Record list →
---*---

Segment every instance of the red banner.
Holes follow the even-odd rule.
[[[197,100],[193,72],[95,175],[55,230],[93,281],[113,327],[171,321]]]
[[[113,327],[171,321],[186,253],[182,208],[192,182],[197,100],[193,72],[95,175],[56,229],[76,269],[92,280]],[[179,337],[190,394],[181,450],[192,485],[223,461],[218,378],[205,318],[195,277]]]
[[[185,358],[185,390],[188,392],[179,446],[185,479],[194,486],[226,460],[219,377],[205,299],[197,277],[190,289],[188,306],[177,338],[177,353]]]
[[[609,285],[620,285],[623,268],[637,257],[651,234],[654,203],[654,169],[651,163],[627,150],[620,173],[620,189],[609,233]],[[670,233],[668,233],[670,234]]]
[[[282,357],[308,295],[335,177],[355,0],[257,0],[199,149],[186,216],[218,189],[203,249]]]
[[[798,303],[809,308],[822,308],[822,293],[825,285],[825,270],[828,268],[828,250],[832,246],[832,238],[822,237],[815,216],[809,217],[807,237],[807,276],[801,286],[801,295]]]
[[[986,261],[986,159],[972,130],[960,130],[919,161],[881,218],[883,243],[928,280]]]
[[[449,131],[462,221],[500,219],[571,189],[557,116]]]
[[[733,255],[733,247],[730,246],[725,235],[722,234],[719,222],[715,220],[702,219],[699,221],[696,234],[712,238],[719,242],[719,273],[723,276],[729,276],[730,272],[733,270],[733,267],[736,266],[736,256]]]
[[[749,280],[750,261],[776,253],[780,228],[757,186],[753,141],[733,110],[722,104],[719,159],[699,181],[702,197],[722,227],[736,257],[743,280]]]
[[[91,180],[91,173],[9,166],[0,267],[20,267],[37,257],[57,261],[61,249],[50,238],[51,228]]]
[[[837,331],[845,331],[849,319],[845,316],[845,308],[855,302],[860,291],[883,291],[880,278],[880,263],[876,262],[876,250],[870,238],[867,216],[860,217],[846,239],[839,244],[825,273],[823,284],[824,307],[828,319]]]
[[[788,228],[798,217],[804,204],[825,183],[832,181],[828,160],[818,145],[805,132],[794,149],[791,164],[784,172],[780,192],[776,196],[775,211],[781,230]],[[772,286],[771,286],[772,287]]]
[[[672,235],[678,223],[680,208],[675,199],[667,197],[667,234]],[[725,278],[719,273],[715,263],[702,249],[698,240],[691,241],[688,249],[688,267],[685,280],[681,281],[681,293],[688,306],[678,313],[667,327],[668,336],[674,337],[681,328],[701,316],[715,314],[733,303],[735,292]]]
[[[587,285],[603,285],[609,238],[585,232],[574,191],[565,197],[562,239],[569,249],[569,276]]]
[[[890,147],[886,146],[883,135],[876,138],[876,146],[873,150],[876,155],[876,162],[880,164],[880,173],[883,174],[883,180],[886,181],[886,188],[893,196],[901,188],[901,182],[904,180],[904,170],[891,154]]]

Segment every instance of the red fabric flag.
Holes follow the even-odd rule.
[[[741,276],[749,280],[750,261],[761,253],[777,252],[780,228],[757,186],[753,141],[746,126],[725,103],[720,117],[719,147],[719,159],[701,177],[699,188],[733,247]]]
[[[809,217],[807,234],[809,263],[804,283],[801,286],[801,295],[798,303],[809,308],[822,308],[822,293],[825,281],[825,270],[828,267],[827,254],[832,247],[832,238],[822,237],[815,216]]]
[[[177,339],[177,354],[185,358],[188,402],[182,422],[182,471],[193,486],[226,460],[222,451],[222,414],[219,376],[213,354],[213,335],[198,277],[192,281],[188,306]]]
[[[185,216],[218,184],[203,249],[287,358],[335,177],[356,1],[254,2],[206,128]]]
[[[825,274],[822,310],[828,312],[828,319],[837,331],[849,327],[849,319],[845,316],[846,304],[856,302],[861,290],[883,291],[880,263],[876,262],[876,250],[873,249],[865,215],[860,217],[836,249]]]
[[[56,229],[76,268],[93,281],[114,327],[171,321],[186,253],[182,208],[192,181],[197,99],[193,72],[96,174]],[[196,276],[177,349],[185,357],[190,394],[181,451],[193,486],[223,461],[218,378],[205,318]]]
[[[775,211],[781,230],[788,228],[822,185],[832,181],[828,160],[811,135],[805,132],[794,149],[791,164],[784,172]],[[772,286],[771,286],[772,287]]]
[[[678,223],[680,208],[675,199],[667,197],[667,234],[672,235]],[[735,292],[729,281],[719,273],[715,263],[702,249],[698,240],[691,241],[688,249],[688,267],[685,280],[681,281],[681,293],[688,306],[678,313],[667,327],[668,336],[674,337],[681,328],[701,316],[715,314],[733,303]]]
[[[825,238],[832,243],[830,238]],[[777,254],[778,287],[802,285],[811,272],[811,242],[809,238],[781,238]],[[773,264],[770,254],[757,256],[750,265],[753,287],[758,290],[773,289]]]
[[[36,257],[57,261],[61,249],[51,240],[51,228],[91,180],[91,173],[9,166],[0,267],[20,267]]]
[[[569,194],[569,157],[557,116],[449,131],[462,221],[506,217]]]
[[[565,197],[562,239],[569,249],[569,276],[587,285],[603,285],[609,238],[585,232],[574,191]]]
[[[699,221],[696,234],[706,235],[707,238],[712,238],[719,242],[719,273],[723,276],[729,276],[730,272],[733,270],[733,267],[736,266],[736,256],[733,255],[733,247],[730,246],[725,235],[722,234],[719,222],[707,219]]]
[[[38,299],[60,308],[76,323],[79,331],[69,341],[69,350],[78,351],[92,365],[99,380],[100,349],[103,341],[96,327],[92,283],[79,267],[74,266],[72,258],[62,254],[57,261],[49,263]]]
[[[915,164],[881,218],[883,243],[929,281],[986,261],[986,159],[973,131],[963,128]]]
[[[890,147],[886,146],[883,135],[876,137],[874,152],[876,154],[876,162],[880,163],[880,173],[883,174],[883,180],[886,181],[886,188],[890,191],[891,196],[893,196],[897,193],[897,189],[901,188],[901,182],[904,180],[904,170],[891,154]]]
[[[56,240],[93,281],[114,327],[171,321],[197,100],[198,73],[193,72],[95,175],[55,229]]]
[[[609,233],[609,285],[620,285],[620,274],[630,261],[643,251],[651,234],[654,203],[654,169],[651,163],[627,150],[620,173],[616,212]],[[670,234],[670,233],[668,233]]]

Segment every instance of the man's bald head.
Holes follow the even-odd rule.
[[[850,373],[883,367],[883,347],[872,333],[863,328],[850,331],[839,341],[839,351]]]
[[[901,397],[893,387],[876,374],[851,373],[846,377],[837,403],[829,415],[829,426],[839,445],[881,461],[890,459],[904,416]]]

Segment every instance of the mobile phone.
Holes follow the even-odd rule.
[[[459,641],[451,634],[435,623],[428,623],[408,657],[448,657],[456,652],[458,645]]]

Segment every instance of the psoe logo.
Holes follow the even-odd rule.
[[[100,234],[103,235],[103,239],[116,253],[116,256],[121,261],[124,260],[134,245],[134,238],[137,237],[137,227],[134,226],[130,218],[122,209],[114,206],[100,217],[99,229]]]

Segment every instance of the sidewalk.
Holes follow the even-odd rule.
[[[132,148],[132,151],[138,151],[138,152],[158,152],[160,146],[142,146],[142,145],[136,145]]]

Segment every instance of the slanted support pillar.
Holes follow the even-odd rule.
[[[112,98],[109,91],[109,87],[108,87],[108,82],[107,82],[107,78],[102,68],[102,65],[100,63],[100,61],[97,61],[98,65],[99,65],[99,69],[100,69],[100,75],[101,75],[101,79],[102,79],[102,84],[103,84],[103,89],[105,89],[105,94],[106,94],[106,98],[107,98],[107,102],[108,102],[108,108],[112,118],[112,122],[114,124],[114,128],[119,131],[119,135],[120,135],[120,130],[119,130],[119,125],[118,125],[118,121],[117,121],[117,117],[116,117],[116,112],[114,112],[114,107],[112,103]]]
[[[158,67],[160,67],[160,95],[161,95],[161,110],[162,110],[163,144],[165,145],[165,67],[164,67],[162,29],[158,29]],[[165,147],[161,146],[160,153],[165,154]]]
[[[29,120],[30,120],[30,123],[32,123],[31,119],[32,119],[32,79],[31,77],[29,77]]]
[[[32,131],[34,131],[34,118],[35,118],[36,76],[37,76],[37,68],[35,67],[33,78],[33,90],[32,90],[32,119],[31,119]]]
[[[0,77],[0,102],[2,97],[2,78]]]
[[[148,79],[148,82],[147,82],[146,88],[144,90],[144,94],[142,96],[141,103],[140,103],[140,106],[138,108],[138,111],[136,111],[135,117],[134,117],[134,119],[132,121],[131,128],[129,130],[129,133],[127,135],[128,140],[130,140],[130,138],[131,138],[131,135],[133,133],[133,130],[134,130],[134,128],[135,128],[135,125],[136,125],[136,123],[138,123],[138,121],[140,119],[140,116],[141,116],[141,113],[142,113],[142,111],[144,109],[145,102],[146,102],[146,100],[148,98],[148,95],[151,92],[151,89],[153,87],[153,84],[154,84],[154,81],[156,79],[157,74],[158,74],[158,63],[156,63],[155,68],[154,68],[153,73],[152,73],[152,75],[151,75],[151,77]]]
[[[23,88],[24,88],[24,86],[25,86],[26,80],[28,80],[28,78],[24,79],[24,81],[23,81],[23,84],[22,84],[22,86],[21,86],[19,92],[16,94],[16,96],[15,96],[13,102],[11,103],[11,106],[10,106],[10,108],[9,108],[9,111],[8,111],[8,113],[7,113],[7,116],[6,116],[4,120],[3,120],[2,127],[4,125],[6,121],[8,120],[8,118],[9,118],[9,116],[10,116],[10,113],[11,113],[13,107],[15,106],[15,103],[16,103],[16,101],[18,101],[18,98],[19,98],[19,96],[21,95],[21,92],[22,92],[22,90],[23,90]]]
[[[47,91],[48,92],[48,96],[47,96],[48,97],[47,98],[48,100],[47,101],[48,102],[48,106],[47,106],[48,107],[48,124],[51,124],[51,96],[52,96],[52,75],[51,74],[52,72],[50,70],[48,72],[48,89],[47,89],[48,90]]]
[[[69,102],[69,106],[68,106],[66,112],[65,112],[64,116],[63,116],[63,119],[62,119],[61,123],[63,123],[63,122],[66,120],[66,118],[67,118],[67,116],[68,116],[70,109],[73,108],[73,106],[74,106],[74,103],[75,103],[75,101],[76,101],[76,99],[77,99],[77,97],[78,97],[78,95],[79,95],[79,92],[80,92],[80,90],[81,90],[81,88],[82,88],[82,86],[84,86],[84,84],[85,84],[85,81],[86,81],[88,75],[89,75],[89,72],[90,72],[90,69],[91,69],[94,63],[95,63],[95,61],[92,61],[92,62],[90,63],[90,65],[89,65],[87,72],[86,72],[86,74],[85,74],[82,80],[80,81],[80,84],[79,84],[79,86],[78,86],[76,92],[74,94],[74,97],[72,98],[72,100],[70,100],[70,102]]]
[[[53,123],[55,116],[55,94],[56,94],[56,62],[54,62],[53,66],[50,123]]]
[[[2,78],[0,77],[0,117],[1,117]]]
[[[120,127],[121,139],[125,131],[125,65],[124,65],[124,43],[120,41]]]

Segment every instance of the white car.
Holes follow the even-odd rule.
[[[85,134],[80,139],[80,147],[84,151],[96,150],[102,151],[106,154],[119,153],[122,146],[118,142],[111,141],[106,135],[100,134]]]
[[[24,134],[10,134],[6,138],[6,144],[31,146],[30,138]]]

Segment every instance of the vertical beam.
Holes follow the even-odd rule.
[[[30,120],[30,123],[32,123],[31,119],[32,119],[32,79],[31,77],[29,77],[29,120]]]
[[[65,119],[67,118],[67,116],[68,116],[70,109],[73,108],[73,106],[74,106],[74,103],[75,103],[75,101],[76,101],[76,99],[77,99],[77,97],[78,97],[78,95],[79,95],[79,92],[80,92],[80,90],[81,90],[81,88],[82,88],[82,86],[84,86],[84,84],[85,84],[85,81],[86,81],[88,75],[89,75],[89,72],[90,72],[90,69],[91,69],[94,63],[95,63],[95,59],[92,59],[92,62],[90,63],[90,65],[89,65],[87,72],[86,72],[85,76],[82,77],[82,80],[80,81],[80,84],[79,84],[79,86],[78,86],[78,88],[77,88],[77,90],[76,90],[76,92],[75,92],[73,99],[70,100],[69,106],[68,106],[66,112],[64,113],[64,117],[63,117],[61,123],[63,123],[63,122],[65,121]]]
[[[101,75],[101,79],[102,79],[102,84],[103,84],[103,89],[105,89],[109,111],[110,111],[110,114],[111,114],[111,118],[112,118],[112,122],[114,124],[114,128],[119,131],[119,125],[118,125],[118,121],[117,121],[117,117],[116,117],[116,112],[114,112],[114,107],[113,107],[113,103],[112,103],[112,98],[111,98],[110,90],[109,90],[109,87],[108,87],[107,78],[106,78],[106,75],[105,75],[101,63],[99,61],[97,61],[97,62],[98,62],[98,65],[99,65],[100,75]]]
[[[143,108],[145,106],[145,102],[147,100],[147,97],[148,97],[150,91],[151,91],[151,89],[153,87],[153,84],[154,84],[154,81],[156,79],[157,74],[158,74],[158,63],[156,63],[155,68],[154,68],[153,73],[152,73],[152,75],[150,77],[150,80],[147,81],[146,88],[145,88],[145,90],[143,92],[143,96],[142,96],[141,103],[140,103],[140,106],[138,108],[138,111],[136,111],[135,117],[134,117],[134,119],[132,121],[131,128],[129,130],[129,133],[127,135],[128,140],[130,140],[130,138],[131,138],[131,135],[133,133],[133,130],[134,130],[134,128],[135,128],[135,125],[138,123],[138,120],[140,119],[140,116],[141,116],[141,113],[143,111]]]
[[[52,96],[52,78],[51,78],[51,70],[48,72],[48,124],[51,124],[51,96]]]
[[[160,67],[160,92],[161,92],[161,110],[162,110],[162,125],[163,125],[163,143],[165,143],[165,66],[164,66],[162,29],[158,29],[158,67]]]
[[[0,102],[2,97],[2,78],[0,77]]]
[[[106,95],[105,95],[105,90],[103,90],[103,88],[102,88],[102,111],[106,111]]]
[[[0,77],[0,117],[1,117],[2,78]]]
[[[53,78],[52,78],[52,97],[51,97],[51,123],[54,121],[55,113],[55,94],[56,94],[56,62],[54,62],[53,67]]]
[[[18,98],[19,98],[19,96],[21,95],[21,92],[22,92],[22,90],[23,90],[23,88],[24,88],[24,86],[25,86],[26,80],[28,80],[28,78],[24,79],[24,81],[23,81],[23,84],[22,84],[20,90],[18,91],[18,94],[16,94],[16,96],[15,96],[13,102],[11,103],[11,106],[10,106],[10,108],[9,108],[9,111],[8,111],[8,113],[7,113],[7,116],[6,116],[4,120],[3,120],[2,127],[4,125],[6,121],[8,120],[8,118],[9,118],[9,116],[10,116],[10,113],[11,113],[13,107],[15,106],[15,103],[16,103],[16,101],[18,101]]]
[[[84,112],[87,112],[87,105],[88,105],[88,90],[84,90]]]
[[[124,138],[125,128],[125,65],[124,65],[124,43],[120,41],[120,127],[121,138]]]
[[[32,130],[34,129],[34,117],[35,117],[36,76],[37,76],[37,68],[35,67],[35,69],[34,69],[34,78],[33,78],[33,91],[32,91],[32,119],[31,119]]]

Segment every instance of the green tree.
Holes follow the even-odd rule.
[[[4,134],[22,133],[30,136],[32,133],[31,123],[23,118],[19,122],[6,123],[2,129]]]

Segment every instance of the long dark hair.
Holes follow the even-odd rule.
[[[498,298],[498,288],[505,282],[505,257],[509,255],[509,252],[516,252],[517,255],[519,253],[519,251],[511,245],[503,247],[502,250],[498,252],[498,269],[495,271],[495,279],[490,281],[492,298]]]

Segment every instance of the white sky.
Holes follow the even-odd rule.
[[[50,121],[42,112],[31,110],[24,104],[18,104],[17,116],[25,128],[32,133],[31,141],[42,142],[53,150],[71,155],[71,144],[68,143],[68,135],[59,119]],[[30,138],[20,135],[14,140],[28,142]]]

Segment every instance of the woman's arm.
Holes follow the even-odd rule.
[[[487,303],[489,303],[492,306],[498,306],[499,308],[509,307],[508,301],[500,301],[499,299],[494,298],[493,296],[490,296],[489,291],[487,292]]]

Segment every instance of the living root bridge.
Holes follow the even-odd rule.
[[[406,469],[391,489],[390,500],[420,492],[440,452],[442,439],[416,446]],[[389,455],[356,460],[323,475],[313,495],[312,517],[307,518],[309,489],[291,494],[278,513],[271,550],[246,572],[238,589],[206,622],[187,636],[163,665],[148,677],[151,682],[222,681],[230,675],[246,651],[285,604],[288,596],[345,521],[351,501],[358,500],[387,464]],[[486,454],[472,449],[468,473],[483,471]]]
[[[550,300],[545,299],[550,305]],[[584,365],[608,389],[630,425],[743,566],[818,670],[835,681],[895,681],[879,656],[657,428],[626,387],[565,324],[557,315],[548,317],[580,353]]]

---*---

What is expected → Output the line containing "Segment every instance of the living" and all lines after it to the end of the records, exactly as given.

Written answer →
Segment every instance of the living root bridge.
Holes follow the even-odd rule.
[[[406,469],[391,489],[390,500],[420,492],[440,452],[442,439],[416,446]],[[389,455],[356,460],[323,475],[313,495],[312,517],[307,518],[309,489],[291,494],[278,513],[271,550],[246,572],[238,589],[206,622],[187,636],[163,665],[148,677],[151,682],[222,681],[230,675],[246,651],[285,604],[288,596],[345,521],[351,501],[358,500],[387,464]],[[486,454],[472,449],[468,473],[483,471]]]
[[[550,300],[545,299],[550,305]],[[584,365],[608,389],[630,425],[743,566],[818,670],[835,681],[895,681],[879,656],[657,428],[626,387],[565,324],[557,315],[548,317],[580,353]]]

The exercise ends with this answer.